Fuckin’ Jean and I fought like caged beasts again, and frankly, I do not understand why I’m not just throwing in the goddamn towel. Patterns. What’s my pattern? I have a lot of them that apply here. I have a pattern of not wanting to quit (but I usually do, though not always) when something is difficult and I find myself losing interest because of the workload involved in progressing further (I’m lazy, and I hate myself for it). So maybe I’m trying because I believe in trying. Maybe I’m trying because I think there’s something worth saving in this relationship (but listen, I’ve lost touch with what that can be, I really have).

I also have a pattern of trying to avoid breaking off relationships because I don’t like the whole host of unpleasant feelings that goes with that. I also have a pattern of not wanting to end relationships at Christmas time.

▶ RECORDED INFORMATION
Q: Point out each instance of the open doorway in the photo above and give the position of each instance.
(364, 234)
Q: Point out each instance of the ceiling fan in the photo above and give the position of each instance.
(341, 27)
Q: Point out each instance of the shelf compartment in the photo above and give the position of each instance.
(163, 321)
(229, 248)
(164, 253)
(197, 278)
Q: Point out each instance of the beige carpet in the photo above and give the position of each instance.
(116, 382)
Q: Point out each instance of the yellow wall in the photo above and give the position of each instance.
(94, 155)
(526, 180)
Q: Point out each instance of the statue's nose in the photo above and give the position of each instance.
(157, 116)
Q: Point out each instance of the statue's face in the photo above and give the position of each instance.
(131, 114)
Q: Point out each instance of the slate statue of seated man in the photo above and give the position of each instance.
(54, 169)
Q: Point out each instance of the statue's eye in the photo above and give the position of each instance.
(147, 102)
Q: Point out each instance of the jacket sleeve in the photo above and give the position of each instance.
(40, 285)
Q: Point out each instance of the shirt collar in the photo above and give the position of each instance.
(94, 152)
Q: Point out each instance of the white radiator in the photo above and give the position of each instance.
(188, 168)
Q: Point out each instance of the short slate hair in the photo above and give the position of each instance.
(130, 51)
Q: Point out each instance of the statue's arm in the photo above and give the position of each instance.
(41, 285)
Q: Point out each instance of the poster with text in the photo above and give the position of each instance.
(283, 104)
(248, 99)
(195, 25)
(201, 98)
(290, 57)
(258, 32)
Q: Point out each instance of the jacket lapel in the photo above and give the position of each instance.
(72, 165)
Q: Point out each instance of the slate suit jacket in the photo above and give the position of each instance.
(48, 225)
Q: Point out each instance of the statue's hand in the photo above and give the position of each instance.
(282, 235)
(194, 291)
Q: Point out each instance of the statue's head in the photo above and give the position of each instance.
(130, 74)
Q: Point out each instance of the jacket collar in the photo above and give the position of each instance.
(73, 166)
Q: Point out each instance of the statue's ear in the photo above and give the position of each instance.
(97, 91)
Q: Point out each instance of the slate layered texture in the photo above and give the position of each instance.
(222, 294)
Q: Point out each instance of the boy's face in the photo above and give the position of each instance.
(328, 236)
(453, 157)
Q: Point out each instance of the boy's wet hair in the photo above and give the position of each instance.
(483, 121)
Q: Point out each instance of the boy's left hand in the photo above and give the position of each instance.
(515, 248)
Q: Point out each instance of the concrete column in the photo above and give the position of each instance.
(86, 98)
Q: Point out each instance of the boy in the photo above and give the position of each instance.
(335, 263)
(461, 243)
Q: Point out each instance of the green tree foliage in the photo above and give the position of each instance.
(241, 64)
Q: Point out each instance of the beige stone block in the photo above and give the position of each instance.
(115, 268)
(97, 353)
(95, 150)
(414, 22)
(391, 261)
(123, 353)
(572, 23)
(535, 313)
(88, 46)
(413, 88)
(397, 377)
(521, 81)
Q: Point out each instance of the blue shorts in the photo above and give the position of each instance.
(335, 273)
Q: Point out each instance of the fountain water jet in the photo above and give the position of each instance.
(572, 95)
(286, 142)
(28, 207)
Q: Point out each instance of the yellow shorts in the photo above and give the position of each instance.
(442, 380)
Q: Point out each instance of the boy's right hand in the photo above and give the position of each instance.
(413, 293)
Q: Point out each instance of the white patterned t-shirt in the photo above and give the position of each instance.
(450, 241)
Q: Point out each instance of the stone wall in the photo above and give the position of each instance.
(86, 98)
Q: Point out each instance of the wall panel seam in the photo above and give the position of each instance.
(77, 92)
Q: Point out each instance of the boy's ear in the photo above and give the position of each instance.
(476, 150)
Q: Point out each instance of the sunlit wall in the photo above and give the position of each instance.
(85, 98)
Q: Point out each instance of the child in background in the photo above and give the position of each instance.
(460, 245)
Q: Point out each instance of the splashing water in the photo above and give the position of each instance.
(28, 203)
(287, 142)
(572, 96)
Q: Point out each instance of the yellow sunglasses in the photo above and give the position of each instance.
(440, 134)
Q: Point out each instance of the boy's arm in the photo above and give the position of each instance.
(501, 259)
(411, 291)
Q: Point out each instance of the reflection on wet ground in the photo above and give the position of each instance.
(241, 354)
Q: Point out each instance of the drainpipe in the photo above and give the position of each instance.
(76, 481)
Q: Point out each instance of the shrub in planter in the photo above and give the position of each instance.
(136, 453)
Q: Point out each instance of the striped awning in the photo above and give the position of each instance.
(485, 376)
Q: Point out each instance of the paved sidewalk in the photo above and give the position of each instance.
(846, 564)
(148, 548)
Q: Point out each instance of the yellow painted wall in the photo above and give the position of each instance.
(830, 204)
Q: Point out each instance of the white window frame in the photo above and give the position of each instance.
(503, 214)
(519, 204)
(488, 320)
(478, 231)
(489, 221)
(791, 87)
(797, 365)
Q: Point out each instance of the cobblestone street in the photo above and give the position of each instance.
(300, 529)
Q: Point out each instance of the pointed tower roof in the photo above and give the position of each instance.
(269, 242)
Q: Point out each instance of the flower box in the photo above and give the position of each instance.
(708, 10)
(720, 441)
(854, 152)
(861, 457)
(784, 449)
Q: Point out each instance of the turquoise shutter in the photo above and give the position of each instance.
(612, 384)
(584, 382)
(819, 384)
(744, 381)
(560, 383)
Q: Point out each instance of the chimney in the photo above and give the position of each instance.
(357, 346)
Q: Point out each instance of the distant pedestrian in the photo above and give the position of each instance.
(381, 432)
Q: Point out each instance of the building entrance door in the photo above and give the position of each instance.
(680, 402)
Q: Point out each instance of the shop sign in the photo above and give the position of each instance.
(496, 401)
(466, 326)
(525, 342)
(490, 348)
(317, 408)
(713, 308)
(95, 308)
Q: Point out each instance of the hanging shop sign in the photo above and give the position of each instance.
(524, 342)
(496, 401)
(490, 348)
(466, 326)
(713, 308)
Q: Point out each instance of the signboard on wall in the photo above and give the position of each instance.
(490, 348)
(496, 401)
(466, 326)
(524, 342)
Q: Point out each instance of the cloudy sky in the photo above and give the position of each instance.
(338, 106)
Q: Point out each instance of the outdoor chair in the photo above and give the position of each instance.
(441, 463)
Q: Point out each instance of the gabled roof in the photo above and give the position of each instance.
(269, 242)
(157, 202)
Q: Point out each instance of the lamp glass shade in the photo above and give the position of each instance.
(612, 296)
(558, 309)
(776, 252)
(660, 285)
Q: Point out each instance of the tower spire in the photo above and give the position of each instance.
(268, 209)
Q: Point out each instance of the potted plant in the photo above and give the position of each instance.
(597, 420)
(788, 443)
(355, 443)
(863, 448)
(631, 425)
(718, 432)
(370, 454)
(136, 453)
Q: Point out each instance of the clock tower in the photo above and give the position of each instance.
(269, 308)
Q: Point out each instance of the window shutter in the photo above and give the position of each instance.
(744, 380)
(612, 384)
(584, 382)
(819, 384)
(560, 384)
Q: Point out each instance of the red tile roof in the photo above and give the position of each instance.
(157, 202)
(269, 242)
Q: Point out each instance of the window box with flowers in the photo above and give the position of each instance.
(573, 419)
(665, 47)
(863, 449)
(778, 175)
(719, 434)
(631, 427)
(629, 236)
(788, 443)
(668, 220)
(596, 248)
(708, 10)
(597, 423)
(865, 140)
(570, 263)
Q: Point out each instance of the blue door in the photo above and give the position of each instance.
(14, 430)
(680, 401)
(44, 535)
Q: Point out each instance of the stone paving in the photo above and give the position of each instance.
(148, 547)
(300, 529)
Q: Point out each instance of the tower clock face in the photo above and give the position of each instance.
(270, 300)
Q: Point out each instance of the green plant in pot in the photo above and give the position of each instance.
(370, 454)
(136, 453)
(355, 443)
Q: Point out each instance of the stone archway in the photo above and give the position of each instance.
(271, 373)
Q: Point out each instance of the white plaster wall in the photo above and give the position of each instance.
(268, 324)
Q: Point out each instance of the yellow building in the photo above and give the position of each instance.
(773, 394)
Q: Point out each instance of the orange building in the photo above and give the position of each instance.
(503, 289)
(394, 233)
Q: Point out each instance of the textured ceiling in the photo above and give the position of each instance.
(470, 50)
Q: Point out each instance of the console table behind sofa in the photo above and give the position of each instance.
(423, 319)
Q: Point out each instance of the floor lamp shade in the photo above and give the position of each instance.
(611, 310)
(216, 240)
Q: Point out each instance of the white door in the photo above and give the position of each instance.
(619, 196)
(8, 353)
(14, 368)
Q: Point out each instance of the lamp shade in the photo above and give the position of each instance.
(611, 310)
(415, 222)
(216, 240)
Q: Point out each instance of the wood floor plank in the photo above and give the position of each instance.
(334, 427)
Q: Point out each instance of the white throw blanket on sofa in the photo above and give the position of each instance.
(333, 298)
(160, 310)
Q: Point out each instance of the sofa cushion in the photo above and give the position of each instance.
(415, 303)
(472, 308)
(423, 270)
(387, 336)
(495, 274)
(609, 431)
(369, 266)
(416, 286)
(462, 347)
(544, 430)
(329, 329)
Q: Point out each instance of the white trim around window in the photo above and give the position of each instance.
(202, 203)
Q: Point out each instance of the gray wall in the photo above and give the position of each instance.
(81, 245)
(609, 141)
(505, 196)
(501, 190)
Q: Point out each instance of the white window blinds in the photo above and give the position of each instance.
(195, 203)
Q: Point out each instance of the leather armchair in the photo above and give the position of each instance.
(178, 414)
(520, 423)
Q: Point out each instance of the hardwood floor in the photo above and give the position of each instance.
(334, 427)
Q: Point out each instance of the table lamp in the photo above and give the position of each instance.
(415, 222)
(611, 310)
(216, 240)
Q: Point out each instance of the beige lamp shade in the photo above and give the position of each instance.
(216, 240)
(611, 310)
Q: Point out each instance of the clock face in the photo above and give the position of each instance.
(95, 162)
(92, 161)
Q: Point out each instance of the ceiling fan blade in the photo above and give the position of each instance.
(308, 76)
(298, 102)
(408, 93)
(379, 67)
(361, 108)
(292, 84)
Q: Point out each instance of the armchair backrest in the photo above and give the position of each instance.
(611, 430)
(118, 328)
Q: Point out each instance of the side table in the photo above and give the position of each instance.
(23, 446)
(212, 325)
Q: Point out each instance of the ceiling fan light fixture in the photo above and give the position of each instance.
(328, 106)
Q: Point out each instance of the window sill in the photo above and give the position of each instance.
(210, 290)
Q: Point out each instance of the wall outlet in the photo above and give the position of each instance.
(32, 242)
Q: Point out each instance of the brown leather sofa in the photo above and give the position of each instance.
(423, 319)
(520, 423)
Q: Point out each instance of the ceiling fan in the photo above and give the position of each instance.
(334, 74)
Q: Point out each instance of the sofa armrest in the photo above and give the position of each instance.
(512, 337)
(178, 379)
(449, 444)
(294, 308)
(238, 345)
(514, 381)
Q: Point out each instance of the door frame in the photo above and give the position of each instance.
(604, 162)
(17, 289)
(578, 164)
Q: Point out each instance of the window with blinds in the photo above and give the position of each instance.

▶ WORK INSTRUCTIONS
In the passage about the fights with Jean, copy the words between "Fuckin’ Jean and" and "I really have).", inclusive, and swap "caged beasts" for "cats and dogs". The entries are separate material and have nothing to do with the passage about the fights with Jean.

▶ RESULT BELOW
Fuckin’ Jean and I fought like cats and dogs again, and frankly, I do not understand why I’m not just throwing in the goddamn towel. Patterns. What’s my pattern? I have a lot of them that apply here. I have a pattern of not wanting to quit (but I usually do, though not always) when something is difficult and I find myself losing interest because of the workload involved in progressing further (I’m lazy, and I hate myself for it). So maybe I’m trying because I believe in trying. Maybe I’m trying because I think there’s something worth saving in this relationship (but listen, I’ve lost touch with what that can be, I really have).